____ INPUT ROWS
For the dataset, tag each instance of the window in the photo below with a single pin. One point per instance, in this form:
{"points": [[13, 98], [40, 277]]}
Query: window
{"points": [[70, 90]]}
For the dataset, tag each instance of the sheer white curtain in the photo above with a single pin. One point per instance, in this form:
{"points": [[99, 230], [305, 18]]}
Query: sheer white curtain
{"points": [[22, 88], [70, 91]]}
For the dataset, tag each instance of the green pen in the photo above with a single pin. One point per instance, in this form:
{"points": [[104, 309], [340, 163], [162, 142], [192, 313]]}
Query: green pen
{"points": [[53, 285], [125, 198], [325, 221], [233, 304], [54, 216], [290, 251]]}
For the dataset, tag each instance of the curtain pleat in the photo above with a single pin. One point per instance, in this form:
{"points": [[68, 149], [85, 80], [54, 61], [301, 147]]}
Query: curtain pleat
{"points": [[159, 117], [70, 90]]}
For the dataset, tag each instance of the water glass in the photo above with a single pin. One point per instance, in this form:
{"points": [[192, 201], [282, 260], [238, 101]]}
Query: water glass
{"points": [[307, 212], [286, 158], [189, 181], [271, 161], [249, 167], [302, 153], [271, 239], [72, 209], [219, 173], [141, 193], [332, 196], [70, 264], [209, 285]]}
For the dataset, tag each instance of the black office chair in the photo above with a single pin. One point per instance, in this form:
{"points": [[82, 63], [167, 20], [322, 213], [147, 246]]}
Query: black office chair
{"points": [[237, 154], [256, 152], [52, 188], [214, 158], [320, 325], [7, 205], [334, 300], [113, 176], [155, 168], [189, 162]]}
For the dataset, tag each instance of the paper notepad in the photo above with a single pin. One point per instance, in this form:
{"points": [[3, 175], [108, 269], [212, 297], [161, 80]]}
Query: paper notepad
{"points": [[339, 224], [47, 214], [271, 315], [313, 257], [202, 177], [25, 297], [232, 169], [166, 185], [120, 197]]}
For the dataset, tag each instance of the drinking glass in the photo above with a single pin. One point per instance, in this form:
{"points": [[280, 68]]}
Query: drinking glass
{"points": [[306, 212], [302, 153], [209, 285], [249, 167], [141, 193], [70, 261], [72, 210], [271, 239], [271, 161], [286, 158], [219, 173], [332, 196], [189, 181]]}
________
THE EXERCISE ▸ Write the entries again, exactly as they stand.

ANSWER TO THIS TASK ▸
For the dataset, tag each instance of the window in the photo below with a single pin. One point per instance, in this form:
{"points": [[13, 98], [40, 277]]}
Query: window
{"points": [[70, 90]]}
For the dataset, tag each instance of the sheer white curtain in the photo above with a single pin. One point per instance, in this form:
{"points": [[99, 230], [305, 18]]}
Query: sheer white curtain
{"points": [[22, 88], [70, 91]]}
For the dataset, tag each instance of the green pen in the photo above with a single pin. One point per instance, in this form:
{"points": [[104, 309], [340, 163], [162, 142], [192, 313]]}
Query: green pen
{"points": [[53, 285], [125, 198], [325, 221], [233, 304], [54, 216], [290, 251]]}
For the dataset, tag each instance of the curtain pleat in the photo above with a single pin. One point per instance, in this form:
{"points": [[68, 149], [85, 80], [54, 61], [301, 147]]}
Query: curtain pleat
{"points": [[159, 117], [70, 90]]}
For the dataset, tag each instance of the water glass in the photo above with a single pin. One point per instance, in this form:
{"points": [[192, 201], [282, 260], [238, 101]]}
Query: water glass
{"points": [[307, 212], [286, 158], [189, 181], [271, 161], [249, 167], [302, 153], [271, 239], [72, 209], [219, 173], [141, 193], [332, 196], [70, 264], [209, 285]]}
For the dataset, tag each instance of the black office chair in the photo above with a single pin. One point per instance, in this form:
{"points": [[82, 63], [167, 20], [322, 213], [147, 246]]}
Query: black office chair
{"points": [[237, 154], [256, 152], [52, 188], [214, 158], [320, 325], [7, 205], [334, 300], [113, 176], [155, 168], [189, 162]]}
For the dataset, tag each instance of the paper notepad in the photo above with a single pin. One point per instance, in this form:
{"points": [[3, 175], [108, 269], [212, 297], [161, 80]]}
Query: paper notepad
{"points": [[339, 224], [47, 214], [271, 315], [313, 257], [202, 177], [25, 297], [232, 169], [166, 185], [120, 197]]}
For the dataset, tag each instance of the drinking glass in the photo above with a single pin. One point per instance, in this form:
{"points": [[280, 68]]}
Query: drinking glass
{"points": [[306, 212], [302, 153], [209, 285], [249, 167], [141, 193], [70, 261], [72, 210], [271, 239], [271, 161], [286, 158], [219, 173], [332, 196], [189, 181]]}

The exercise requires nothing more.